Return each line of the listing below that contains the word "mountain".

(Data drawn from a collection)

########

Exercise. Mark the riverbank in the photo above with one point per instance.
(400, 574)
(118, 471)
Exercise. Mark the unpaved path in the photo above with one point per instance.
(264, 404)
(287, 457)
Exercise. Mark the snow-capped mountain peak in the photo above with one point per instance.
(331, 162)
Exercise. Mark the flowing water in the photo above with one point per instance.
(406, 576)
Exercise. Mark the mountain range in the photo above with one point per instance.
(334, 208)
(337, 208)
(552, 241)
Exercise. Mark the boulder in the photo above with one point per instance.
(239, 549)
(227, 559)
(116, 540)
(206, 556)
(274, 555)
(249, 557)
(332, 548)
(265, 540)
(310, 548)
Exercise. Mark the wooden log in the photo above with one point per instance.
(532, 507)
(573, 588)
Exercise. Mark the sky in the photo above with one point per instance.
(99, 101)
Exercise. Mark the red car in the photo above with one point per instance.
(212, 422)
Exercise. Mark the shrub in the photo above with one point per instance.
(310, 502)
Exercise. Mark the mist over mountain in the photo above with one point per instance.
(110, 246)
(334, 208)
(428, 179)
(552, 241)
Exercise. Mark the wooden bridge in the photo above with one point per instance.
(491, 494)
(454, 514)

########

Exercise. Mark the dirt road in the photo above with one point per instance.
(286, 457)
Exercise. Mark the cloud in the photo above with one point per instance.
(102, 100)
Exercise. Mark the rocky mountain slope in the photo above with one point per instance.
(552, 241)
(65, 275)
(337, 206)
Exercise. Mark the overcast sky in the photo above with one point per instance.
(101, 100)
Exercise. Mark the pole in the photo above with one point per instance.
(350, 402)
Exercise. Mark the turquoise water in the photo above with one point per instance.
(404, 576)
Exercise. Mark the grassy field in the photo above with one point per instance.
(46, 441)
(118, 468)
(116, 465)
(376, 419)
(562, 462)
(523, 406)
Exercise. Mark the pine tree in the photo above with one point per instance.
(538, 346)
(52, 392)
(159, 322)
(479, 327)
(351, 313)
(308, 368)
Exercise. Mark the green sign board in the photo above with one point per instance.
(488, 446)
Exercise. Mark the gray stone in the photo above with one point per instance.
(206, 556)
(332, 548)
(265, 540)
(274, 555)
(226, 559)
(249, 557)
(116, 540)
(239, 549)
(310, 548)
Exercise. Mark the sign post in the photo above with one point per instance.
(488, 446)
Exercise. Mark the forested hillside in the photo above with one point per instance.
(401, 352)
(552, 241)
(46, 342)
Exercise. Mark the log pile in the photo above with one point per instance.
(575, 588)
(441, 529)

########

- _OUTPUT OF THE EXERCISE_
Exercise. Mark the snow-capped mountain peak in the photo above with one point per instance.
Exercise. Mark the mountain range in the photo above with one point per instance.
Exercise. Mark the mist over mountain in the photo above with one point per instance.
Exercise. Mark the rocky mountain slope in the photo above with one point per instance.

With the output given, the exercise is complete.